• _Trecho para ler_
=-=-=-=-=
🎧 Para ouvir lendo: Rattlesnakes - Llloyd Cole & the Commotions (Youtube/Tidal) Tô amando essa coisa ds ~jovens descobrindo Kate Bush por causa de Stranger Things. Bora descobrir Lloyd Cole também, com o Commotions ou não.
Recadinho da semana: as newsletters Tá Todo Mundo Tentando e Paulicéia estão passando por mudanças. Quem apoia o Paulicéia recebeu nessa quarta-feira um email explicando que o projeto será encerrado e que o Guia Paulicéia passará a fazer parte da Tá Todo Mundo Tentando. Há alguns motivos pra isso, mas o mais importante é que o Substack Local, o programa de patrocínio que viabilizou o Paulicéia, chegou ao fim e eu vou aproveitar a oportunidade para centralizar meu conteúdo em uma única newsletter. A Tá Todo Mundo Tentando continuará gratuita, enviada toda sexta-feira de manhã com uma crônica e dicas de livros (e outras coisas mais) e, a partir de 01/07, terá o complemento do Guia Paulicéia, minhas onze semanais dicas de coisas legais para fazer em São Paulo, somente para apoiadores. A minha intenção é ao longo dos próximos meses criar mais conteúdos exclusivos para apoiadores, como desconto nos cursos que vou dar no segundo semestre e emails com conteúdos especiais — isso tudo, claro, será bem divulgado por aqui mesmo. Caso você queira, pode apoiar o projeto desde já. E, como sempre, para falar comigo é só dar uma resposta nesse email.
Celeuma da semana no Twitter, o #SwedenGate, foi uma das raras oportunidades de treta online em que a gente acaba aprendendo alguma coisa ao rolar a timeline. Explico: alguém perguntou qual foi a experiência de choque cultural mais estranha que os seguidores já passaram em viagens, e alguém respondeu uma história curta sobre o hóspede ficar fechado no quarto enquanto a família dona da casa come (não por vontade própria). Parece que em algumas culturas nórdicas isso de não dividir comida com as visitas é normal e aceito.
=-=-=-=-=
• _Bloco de dados_

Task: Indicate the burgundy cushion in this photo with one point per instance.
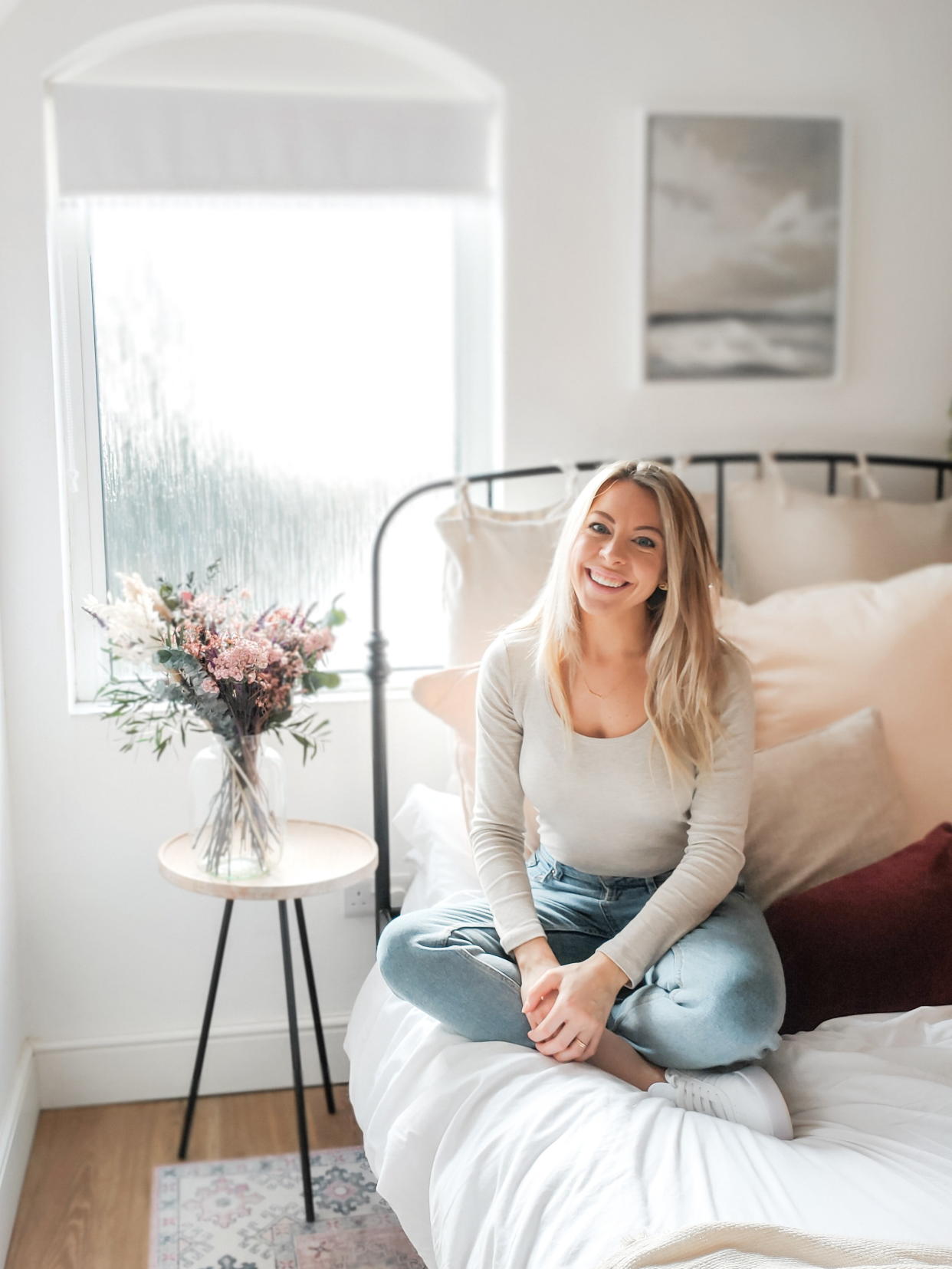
=-=-=-=-=
• _O que fazer_
1. Reescreva em tópicos curtos o parágrafo do trecho da newsletter que começa com "Recadinho da semana", mantendo os fatos principais.
2. Dê continuidade ao trecho da newsletter a partir da última frase dele.
As linhas não têm nenhum papel aqui.

• _Respostas em ordem_
1.
- As newsletters Tá Todo Mundo Tentando e Paulicéia estão passando por mudanças.
- O Paulicéia será encerrado, e o Guia Paulicéia vai passar a fazer parte da Tá Todo Mundo Tentando.
- O motivo principal é o fim do Substack Local, o programa de patrocínio que viabilizou o Paulicéia. Com isso, o conteúdo será reunido em uma única newsletter.
- A Tá Todo Mundo Tentando continua gratuita. Ela sai toda sexta-feira de manhã, com uma crônica e dicas de livros, entre outras coisas.
- A partir de 01/07, o Guia Paulicéia entra como complemento só para apoiadores, com onze dicas semanais de coisas para fazer em São Paulo.
- Nos próximos meses devem surgir mais conteúdos exclusivos para apoiadores, como desconto nos cursos do segundo semestre e emails especiais.
- Já é possível apoiar o projeto, e para entrar em contato basta responder ao email.

2.
Longe de mim apontar o dedo para pessoas e culturas que não conheço, ainda mais a partir de relatos do Twitter. Mas a repercussão, vocês me desculpem, foi boa demais. Primeiro que rendeu uma porção de explicações histórico-culturais interessantes. E segundo (mas não menos importante) que foi uma delícia ler as respostas das @s de países mediterrâneos, árabes e latinos, em geral países onde não repartir a comida é uma ofensa real.
Não sei se todo mundo que lê aqui sabe, mas viajei bastante na vida, normalmente sozinha — tenho até um livro sobre isso. E comida sempre (sempre!) é parte muito importante dessas viagens. E nunca me deparei com uma situação como a narrada pelo colega no twitter. Pelo contrário. Visitando (a convite) a casa paupérrima da faxineira do templo jainista com quem fiz amizade em Cochin, recebi xícaras de de chai quente, feito na horas, enquanto conversávamos numa mistura estranha de gestos, português e malayalam, sentadas no chão, com a porta aberta para os vizinhos poderem participar. Numa casa de família sobre uma palafita no norte do Amazonas, a caminho do Xixuaú, ganhei suco de fruta e biscoitos de tapioca. Numa visita à Ocupação Nova Palestina, extremo sul da cidade de São Paulo, tinha café quente e água fresca me esperando quando cheguei.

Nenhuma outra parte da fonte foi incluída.